### Text block
== == ==

The figure of the cosmic cowboy stands astride a false dichotomy with a glittery glint in the eye. Our idea of the Wild West as gritty and grounded in authenticity belies its historical connections to vaudeville showmanship and Hollywood fantasy. In popular culture, at least, cowboys have always looked beyond the horizon; Gene Autry made his on-screen debut in a science fiction movie in 1935, and Vaughn Monroe's 1949 million-seller "Riders In The Sky" brought the high chapparal into the afterlife. This was decades before the suitmaker Nudie Cohn stitched marijuana leaves on Gram Parsons' white suit.

== == ==

### Tasks for this exercise
(a) According to the passage on the cosmic cowboy, why is the popular idea of the Wild West as gritty and authentic misleading? Answer in one to three sentences.
(b) In the cosmic cowboy passage, what kind of movie marked Gene Autry's on-screen debut, and in what year?
(c) Please carry the passage on the cosmic cowboy forward from its last sentence.

### Record set
== == ==

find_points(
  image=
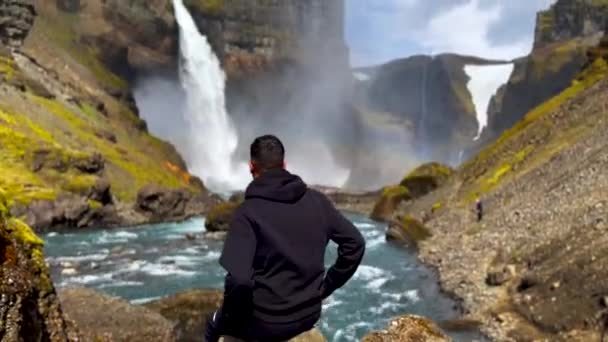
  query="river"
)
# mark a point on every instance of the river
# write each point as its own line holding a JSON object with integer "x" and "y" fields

== == ==

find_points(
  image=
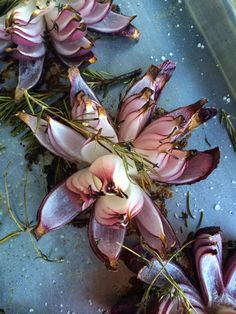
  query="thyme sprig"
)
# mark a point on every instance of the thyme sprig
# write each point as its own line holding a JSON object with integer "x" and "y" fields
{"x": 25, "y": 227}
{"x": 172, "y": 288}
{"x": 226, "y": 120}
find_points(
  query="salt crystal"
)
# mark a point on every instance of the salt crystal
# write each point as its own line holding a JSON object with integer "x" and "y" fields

== == ==

### Replies
(a) That idea hides the Wild West's historical ties to vaudeville showmanship and Hollywood fantasy. In popular culture, cowboys have always looked beyond the horizon. Gene Autry's screen debut came in a 1935 science fiction movie, and Vaughn Monroe's "Riders In The Sky" carried the high chapparal into the afterlife.

(b) A science fiction movie, in 1935.

(c)
Aaron Lee Tasjan, whose musical trips so far have immersed him in glam rock and guitar jamming as well as the East Nashville school of singer-songwriters, invokes those cosmic predecessors in "Little Movies," the first single from his upcoming New West Records debut, Silver Tears. Tasjan made the album (his second solo full-length) in various studios around Los Angeles while thinking about Tom Petty and Elliott Smith, two other rockers known for balancing emotional insight with studio craft. As they have, Tajsan taps into the dreaminess of post-Sgt. Pepper pop psychedelia for "Little Movies," contemplating the way each of us creates personal myths. The sound resounds with reverb, its low end recalling Brian Wilson's symphonic experiments with the studio band The Wrecking Crew. Tasjan's lyrics capture how each of us modifies our internal scripts to accommodate changing circumstances: "One more scene fades out in black and white, still another has begun."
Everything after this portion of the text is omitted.